= 本文 =
::::::::::
うつ病の診断書、「表現弱める」医師9割 復職に配慮(朝日新聞)
働いている人を診断する際、本当は「うつ病」なのに、診断書に「抑うつ状態」「心身疲弊」などと軽い症状に書き換えている医師が約9割に上ることが、労災病院の医師らによる医師の意識調査で明らかになった。うつ病と診断されると職場復帰が難しくなるのではないか、と考える患者の立場を考慮しているという。「心の病」の実態の把握がぶれ、本人の治療や企業・周囲の理解を妨げる危険もある。
関西労災病院心療内科・精神科の柏木雄次郎部長らが昨年2月、全国の心療内科と精神科の開業医ら約3000人を対象にアンケートを郵送し、匿名で846人から回答を得た。調査結果は近く日本職業・災害医学会会誌に掲載される。
::::::::::
= 課題 =
a: 本文の「うつ病の診断書、「表現弱める」医師9割 復職に配慮(朝日新聞)」から「災害医学会会誌に掲載される。」までを両端を含めて書き直しなさい。その際、「アンケート」を「質問票」に置き換えること。
b: 次の(i)〜(iii)が本文の内容と合っているかどうか、それぞれ「はい」か「いいえ」で答えなさい。判断の決め手となる本文の語句もそのまま引用すること。
(i) 調査は、全国の開業医ら約3000人に郵送で行われた。
(ii) 回答は実名で寄せられた。
(iii) 調査結果はすでに学会誌に掲載されている。
この後に続く行は、本文とは別の出典から取ったものです。

= 提供資料 =
::::::::::
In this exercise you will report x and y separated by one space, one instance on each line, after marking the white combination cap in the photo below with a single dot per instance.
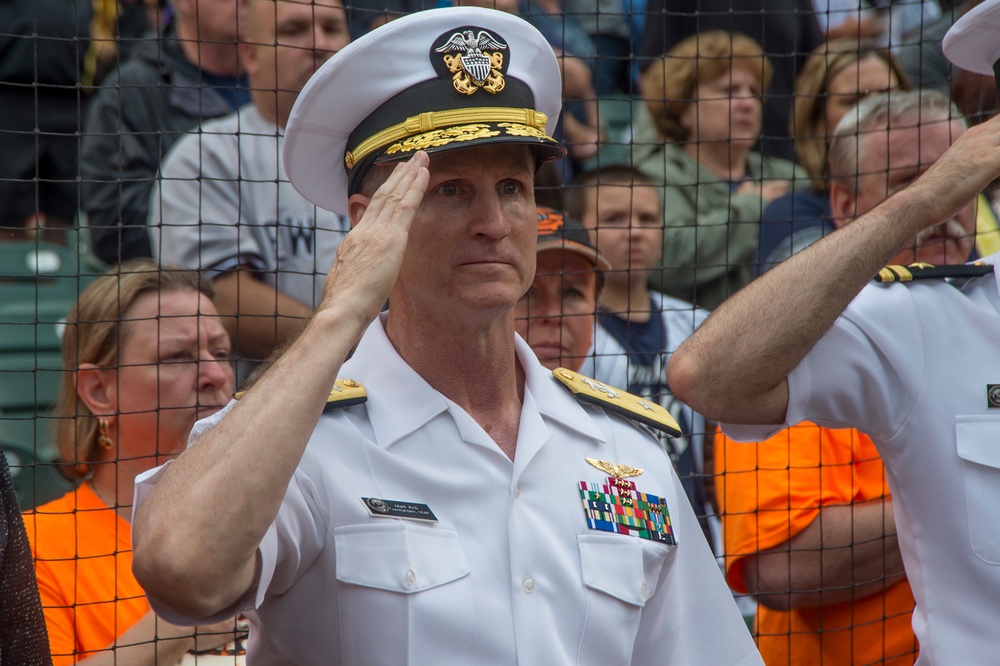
435 80
973 43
::::::::::
= 解答例 =
a:
うつ病の診断書、「表現弱める」医師9割 復職に配慮(朝日新聞)
働いている人を診断する際、本当は「うつ病」なのに、診断書に「抑うつ状態」「心身疲弊」などと軽い症状に書き換えている医師が約9割に上ることが、労災病院の医師らによる医師の意識調査で明らかになった。うつ病と診断されると職場復帰が難しくなるのではないか、と考える患者の立場を考慮しているという。「心の病」の実態の把握がぶれ、本人の治療や企業・周囲の理解を妨げる危険もある。
関西労災病院心療内科・精神科の柏木雄次郎部長らが昨年2月、全国の心療内科と精神科の開業医ら約3000人を対象に質問票を郵送し、匿名で846人から回答を得た。調査結果は近く日本職業・災害医学会会誌に掲載される。

b:
(i) はい。「全国の心療内科と精神科の開業医ら約3000人を対象にアンケートを郵送し」
(ii) いいえ。「匿名で846人から回答を得た」
(iii) いいえ。「調査結果は近く日本職業・災害医学会会誌に掲載される」